Dataset entries
BEGIN

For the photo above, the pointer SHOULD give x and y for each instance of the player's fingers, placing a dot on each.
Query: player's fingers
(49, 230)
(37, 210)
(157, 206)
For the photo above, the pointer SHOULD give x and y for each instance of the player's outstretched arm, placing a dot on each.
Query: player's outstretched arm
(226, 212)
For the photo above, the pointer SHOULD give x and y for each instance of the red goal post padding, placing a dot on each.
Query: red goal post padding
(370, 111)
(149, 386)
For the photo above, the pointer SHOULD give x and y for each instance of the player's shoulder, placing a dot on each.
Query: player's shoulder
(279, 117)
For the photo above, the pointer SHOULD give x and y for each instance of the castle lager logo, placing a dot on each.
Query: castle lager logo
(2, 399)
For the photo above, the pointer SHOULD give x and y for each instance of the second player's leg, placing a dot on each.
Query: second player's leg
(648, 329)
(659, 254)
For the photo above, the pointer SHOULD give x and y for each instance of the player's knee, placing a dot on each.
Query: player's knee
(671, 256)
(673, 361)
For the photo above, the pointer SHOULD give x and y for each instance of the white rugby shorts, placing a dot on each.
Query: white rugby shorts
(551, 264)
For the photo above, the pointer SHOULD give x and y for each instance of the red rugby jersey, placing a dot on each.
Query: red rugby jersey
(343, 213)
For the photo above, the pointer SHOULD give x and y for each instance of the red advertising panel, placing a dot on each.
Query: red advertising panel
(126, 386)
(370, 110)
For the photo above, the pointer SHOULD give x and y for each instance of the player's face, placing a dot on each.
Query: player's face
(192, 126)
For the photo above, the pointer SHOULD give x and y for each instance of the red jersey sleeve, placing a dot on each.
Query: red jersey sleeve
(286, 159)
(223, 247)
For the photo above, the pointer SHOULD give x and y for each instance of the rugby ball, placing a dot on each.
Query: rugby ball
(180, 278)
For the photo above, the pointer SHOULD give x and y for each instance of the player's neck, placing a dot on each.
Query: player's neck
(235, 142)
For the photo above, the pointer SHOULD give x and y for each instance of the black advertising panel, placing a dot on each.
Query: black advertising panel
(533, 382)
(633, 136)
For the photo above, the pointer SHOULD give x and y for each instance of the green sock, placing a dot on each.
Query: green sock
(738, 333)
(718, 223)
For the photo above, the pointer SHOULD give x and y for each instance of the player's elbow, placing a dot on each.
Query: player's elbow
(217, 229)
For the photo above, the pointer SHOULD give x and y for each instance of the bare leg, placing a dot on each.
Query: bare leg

END

__Activity__: Taking the line that contains "black advertising panel, placing a dot on each." as the first, reproduce every line through the end of the entries exactly.

__Response__:
For the photo above, the pointer SHOULD give x and y for each instance of the black advertising panel, placing a dot on each.
Query: black advertising panel
(533, 382)
(633, 136)
For the photo above, the pointer SHOULD give x and y for each instance of the green sock, placing a dot on each.
Query: green sock
(738, 333)
(718, 223)
For the photo above, the pointer SHOULD give x and y for each instance of the player's elbow, placing a dot on each.
Query: player's elbow
(217, 229)
For the photo above, the pointer SHOULD give x and y for each instance of the bare leg, placing a dot on each.
Query: bare leg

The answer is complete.